Aim:
Convert every line of the records below into a numbered list, dropping any blank lines.

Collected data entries
■ ■ ■
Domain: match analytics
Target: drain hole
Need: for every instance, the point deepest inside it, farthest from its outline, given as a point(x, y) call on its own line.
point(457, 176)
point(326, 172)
■ ■ ■
Full response:
1. Domain: match analytics
2. Target: drain hole
3. Need: for every instance, the point deepest inside it, farthest from its outline, given as a point(x, y) call on its own line.
4. point(457, 176)
5. point(326, 172)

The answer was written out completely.